[[ Exercise data, beginning ]]

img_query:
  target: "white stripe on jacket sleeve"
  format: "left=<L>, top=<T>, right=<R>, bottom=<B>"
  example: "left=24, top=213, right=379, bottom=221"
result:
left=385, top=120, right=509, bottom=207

[[ Exercise data, end ]]

Work instruction =
Set down, exactly and only, the lines running from the one holding "stripe on jacket" through the end of the records above, both ends included.

Exercise answer =
  target: "white stripe on jacket sleeve"
  format: "left=<L>, top=<T>, right=<R>, bottom=<B>"
  example: "left=24, top=213, right=379, bottom=221"
result:
left=385, top=120, right=509, bottom=207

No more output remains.